* BEGIN DATASET ROWS *

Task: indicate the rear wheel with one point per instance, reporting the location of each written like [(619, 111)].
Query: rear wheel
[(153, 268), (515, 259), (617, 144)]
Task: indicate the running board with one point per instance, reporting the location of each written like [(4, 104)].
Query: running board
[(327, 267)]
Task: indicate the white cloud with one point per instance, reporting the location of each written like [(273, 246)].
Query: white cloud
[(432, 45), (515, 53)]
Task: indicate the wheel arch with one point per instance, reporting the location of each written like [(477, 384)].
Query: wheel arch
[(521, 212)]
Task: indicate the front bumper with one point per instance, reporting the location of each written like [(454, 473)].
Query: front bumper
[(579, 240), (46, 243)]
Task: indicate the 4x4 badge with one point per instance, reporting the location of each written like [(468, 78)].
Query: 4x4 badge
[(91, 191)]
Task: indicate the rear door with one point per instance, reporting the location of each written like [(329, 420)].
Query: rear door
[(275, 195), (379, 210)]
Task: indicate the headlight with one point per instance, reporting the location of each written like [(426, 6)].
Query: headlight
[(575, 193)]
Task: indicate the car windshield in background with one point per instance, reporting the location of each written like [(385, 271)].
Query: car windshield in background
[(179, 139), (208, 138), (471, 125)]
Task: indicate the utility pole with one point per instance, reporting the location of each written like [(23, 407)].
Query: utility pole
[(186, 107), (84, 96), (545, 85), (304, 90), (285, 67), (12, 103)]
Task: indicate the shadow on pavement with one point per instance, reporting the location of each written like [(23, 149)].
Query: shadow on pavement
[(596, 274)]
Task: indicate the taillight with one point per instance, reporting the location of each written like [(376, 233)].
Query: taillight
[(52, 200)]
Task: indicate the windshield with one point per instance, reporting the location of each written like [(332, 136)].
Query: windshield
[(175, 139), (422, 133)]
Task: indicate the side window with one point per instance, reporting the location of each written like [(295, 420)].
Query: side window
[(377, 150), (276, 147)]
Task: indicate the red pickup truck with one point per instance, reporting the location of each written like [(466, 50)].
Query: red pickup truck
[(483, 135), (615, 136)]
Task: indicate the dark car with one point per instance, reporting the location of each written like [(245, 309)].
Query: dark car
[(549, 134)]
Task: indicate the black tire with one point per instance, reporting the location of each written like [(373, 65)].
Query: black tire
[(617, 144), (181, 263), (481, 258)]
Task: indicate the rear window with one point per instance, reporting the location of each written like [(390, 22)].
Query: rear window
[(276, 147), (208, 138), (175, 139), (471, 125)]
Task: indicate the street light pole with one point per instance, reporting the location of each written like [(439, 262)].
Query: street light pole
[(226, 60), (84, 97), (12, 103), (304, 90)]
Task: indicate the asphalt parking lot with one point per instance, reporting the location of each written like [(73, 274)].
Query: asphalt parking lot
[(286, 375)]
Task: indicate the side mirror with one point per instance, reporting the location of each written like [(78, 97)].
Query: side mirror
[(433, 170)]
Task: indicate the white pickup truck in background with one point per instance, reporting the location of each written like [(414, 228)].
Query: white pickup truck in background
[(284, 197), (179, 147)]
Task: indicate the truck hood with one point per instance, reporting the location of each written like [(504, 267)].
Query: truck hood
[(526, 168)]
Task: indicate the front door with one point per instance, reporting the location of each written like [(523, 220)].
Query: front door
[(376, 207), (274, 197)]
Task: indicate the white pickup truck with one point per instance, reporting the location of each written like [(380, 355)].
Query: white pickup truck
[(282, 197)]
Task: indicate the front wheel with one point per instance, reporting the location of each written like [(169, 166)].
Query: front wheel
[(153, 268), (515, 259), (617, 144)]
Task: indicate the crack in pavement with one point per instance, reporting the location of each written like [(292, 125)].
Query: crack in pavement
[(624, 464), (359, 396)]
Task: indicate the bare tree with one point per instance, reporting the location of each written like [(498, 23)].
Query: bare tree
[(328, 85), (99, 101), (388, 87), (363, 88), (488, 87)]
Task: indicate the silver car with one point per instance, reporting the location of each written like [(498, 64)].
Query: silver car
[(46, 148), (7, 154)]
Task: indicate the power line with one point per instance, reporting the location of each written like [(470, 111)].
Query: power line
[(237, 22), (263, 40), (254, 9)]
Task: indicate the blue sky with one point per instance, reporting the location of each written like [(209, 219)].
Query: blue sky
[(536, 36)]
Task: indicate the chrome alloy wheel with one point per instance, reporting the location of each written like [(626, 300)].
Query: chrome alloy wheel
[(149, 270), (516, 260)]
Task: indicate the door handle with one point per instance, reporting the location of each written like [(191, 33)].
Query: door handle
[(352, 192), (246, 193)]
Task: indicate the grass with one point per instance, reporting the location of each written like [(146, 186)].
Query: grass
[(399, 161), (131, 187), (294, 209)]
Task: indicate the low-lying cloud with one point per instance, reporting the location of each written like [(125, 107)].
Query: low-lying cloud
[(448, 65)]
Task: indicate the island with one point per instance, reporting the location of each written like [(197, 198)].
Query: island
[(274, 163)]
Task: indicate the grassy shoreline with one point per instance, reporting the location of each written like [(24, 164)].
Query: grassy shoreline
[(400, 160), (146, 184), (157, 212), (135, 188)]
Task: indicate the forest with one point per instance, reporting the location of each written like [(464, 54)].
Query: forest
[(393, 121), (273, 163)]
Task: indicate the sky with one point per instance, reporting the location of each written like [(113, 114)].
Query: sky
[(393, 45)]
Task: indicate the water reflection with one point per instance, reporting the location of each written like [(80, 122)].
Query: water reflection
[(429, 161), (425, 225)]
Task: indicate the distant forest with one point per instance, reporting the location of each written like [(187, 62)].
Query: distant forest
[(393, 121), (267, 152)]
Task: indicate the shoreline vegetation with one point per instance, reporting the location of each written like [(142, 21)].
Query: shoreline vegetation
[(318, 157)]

* END DATASET ROWS *

- OBJECTIVE
Copy out every row above word for word, changing nothing.

- RESPONSE FOR THIS EXERCISE
Task: indicate the rear wheel with one point per instance, reporting the location of each written like [(619, 111)].
Query: rear wheel
[(153, 268), (515, 259), (617, 144)]
Task: indicate the running board with one point per instance, reporting the location of each written like [(4, 104)].
Query: running board
[(327, 267)]
Task: indicate the white cloud with one point per instance, reporting the location of each written like [(273, 246)].
Query: white cloud
[(432, 45), (515, 53)]
Task: indicate the wheel arch with one point per instance, reporting the location of each written like [(477, 384)].
Query: wheel arch
[(521, 212)]
Task: indicate the front bumper with one point per instance, reporting the location of each written like [(454, 473)].
Query: front bumper
[(579, 240), (46, 243)]
Task: indicate the 4x4 badge with one point per instance, reporting the location of each written like [(468, 78)].
Query: 4x4 badge
[(91, 191)]
Task: indicate the rear door with one point per instance, reporting the location of each written like [(329, 420)].
Query: rear door
[(275, 195), (379, 210)]
Task: indicate the headlight with one point per instance, reporting the location of each written like [(426, 6)].
Query: headlight
[(575, 193)]
Task: indicate the car windshield in background with one point per instance, reporting the location of each written like [(385, 271)].
Query: car windshield in background
[(179, 139), (208, 138), (471, 125)]
Task: indicate the utility pole with one point per instance, reporting the location of each written like [(23, 407)].
Query: utility pole
[(186, 107), (84, 96), (545, 85), (304, 90), (285, 67), (12, 103)]
Task: indicate the shadow on pavement with one point per instance, reporting the location of each written like [(23, 149)].
Query: shadow on pavement
[(596, 274)]
Task: indicate the taillight with one point per instance, reporting the location of each written like [(376, 233)].
Query: taillight
[(52, 200)]
Task: indicate the windshield with one point per instance, reporting the location of each written like [(332, 136)].
Query: windshield
[(175, 139), (422, 133)]
Task: indicate the side window with one point per instance, reporting the location of each written like [(295, 420)].
Query: side window
[(377, 150), (276, 147)]
Task: indicate the red pickup truck with one point per instance, reporting the location of each written like [(466, 50)].
Query: red pickup truck
[(483, 135), (615, 136)]
Task: indicate the dark car with one point per instance, reporting the location of each written like [(245, 309)].
Query: dark car
[(549, 134)]
Task: indicate the black tire with one point per instance, reporting the location of each written like [(373, 65)].
Query: black tire
[(617, 144), (181, 263), (481, 258)]
Task: indicate the rear window with one point per instance, reporting the location of each written like [(390, 22)].
Query: rear window
[(276, 147), (208, 138), (175, 139), (471, 125)]
Task: indicate the street light pole with one point per instance, reporting the location of each written like [(439, 262)].
Query: street light pole
[(226, 60), (84, 97), (12, 103), (304, 90)]
Task: indicate the asphalt parking lot with one point per instance, reporting the location of each written like [(73, 274)].
Query: asphalt parking lot
[(286, 375)]
Task: indicate the side mirror with one point per instance, reporting the location of each written like [(78, 97)].
Query: side mirror
[(433, 170)]
Task: indicate the white pickup truck in background with one point per instance, reporting the location of each written like [(414, 228)].
Query: white pickup truck in background
[(284, 197), (179, 147)]
Task: indicate the truck hood with one point per instance, reporting the location of each written like [(504, 267)].
Query: truck hood
[(526, 168)]
Task: indicate the front door with one point per instance, reporting the location of each written like [(523, 220)].
Query: front door
[(376, 207), (274, 197)]
Task: indicate the white pickup truck with one point per instance, reporting the location of each written like [(380, 355)].
Query: white pickup truck
[(282, 197)]
Task: indicate the front wheel with one point per instance, reporting the location of each written like [(169, 166)].
Query: front wheel
[(153, 268), (515, 259), (617, 144)]
Task: indicate the crack in pavement with one point per instance, reporting the location of each written like [(292, 125)].
Query: crack in pavement
[(624, 464), (359, 396)]
Task: indicate the bare tree with one point per instance, reporting the location of each written like [(498, 23)].
Query: bare tree
[(328, 85), (99, 101), (388, 87), (363, 88), (488, 87)]
Task: indicate the silver car with one point per instance, reporting the location of each written like [(498, 64)].
Query: silver car
[(46, 148), (7, 154)]
Task: indicate the power line with one point per instance, reporting the location of each written like [(470, 111)].
Query: power line
[(237, 22), (263, 40), (254, 9)]
Task: indicate the blue sky with one point per instance, reporting the location of each written like [(209, 219)].
Query: blue sky
[(536, 36)]
Task: indicate the chrome alloy wheel with one point per instance, reporting the location of each written like [(626, 300)].
Query: chrome alloy wheel
[(149, 270), (516, 260)]
Task: indicate the door handle with one point per instance, reporting the location of each written like [(191, 33)].
Query: door handle
[(352, 192), (246, 193)]
Task: indicate the grass with one point per instance, reporting the location of each written like [(146, 186)].
Query: grass
[(399, 161), (131, 187), (294, 209)]
Task: indicate the low-lying cloud with one point per instance, reporting the location of each written like [(125, 107)].
Query: low-lying cloud
[(448, 65)]
Task: indicate the island with one point per instance, reporting the location of each written like [(197, 198)].
Query: island
[(274, 163)]
Task: indicate the grassy shoreline with one point per instance, reporting the location of each written like [(24, 164)].
Query: grassy shoreline
[(400, 160), (146, 184), (157, 212), (135, 188)]
Task: indicate the forest with one point per instance, reporting the location of each written like [(464, 54)].
Query: forest
[(393, 121), (273, 163)]
Task: indicate the sky with one point per instance, reporting the location of each written like [(113, 114)].
Query: sky
[(393, 45)]
Task: indicate the water reflection with one point per instance, reporting the location of each written like [(80, 122)].
Query: water reflection
[(429, 161), (425, 225)]
Task: indicate the distant forest with one point per instance, reporting the location of each written like [(187, 62)].
Query: distant forest
[(393, 121), (267, 152)]
Task: indicate the shoreline vegetation with one point per instance, reporting the location of each written like [(142, 21)].
Query: shoreline vegetation
[(318, 157)]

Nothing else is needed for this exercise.